(Dataset entries)
....

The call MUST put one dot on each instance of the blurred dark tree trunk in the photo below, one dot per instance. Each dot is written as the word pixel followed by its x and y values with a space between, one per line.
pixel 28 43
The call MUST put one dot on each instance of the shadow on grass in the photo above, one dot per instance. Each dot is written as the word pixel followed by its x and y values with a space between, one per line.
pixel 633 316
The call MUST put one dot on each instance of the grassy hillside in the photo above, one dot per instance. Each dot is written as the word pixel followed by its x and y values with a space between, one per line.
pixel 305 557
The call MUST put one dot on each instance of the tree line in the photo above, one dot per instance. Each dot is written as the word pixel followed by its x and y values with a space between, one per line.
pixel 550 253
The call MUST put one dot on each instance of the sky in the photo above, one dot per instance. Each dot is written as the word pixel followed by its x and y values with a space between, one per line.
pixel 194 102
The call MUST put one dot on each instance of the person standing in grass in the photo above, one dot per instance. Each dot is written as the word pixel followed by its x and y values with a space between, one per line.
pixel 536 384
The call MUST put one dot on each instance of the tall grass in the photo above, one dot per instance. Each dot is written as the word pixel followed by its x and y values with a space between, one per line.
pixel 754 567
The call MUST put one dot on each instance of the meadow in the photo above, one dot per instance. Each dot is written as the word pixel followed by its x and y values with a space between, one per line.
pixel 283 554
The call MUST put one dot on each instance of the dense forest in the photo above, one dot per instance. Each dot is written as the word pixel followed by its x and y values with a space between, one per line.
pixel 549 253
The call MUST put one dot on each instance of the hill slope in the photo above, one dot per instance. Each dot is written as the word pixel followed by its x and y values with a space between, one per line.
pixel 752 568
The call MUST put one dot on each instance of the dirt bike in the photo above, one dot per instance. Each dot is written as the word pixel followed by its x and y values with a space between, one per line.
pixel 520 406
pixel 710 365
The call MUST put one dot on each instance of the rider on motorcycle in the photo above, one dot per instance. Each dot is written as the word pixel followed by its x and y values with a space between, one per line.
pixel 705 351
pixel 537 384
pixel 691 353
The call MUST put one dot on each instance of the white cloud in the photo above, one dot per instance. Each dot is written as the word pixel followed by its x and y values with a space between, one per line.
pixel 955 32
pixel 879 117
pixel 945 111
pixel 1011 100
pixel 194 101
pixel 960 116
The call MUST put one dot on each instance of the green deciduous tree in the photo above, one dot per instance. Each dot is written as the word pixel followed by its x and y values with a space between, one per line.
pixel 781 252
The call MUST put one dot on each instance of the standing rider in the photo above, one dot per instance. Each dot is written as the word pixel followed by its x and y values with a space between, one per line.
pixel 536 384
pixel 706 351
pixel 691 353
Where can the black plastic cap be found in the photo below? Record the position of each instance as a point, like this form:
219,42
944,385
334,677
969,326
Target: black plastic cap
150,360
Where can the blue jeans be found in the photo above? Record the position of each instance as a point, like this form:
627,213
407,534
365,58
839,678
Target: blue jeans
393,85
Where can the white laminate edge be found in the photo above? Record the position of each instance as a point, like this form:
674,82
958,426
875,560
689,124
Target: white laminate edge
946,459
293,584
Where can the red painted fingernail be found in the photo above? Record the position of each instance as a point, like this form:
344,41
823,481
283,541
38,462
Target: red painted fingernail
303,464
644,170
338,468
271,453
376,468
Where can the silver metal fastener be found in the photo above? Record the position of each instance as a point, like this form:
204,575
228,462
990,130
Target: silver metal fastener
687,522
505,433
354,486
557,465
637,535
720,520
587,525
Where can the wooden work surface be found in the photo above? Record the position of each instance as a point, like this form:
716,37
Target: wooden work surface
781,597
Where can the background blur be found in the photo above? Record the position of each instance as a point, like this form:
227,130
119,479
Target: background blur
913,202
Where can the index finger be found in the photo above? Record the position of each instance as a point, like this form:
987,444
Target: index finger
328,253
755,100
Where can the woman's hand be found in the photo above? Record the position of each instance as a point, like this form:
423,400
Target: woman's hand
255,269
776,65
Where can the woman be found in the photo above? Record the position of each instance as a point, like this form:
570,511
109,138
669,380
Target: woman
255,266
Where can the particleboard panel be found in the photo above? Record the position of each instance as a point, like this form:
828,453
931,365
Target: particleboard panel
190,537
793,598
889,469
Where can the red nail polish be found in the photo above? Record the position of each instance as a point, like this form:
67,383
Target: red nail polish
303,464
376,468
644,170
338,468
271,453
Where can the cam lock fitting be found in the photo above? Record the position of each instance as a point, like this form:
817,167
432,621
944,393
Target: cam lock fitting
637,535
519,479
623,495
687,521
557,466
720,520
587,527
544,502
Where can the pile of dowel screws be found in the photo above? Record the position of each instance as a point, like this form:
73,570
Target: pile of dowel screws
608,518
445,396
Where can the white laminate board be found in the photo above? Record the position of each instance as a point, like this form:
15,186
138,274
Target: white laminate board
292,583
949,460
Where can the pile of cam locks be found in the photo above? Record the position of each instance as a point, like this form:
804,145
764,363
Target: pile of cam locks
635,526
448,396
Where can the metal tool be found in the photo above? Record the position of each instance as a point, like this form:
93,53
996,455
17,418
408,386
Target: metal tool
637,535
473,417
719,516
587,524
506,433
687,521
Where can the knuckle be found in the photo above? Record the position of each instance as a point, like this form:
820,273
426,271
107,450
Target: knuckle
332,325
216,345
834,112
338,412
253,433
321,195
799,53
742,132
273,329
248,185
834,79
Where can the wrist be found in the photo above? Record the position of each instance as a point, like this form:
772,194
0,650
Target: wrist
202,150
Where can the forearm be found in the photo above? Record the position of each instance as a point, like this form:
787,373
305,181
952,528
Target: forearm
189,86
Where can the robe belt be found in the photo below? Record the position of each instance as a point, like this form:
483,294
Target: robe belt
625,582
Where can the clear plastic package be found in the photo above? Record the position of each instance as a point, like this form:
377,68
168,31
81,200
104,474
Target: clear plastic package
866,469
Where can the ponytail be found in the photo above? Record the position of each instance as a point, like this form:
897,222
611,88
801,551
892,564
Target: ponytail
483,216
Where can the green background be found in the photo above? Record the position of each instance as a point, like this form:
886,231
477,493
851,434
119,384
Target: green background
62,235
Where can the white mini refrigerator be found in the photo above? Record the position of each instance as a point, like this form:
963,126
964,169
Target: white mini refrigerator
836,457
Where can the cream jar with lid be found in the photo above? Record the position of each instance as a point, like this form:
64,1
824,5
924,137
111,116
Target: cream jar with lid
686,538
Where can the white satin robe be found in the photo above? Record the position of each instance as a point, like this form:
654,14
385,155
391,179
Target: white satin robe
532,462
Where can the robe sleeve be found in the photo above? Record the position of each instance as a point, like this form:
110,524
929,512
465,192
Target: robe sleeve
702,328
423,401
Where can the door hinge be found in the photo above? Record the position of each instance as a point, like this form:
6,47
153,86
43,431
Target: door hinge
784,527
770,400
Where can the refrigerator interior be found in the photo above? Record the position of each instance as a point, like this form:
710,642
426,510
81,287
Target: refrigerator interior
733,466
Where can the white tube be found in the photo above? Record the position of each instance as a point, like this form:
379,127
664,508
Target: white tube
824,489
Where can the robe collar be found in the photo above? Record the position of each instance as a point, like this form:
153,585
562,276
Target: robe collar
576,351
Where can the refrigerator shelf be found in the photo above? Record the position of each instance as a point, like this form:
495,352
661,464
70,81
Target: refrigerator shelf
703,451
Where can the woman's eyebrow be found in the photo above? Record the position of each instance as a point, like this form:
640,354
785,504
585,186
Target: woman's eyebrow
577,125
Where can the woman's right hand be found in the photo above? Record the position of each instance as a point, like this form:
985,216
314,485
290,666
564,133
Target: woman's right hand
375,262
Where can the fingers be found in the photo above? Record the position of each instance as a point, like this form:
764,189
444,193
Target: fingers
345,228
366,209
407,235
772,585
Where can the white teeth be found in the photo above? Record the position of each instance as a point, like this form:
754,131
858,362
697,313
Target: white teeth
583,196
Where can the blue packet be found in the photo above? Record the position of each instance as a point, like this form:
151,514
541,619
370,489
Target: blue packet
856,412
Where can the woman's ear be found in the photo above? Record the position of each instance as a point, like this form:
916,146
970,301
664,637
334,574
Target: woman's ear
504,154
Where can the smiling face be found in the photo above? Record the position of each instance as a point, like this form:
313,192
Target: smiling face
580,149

....

YOUR TASK: Copy exactly, please, the span of lines that begins at the line with "Where can the blue packet" and ends at the last line of the data, both included.

WRITTEN RESPONSE:
Where can the blue packet be found in the photo above? Record the position of each instance as a point, like this form:
151,514
541,619
370,489
Target: blue packet
856,412
Where can the woman's ear be found in the photo above? Record the position of each instance as a point, like this form:
916,146
970,301
664,637
334,574
Target: woman's ear
504,154
Where can the smiling face be found in the photo above? Record the position of each instance as a point, like this form:
313,192
Target: smiling face
580,149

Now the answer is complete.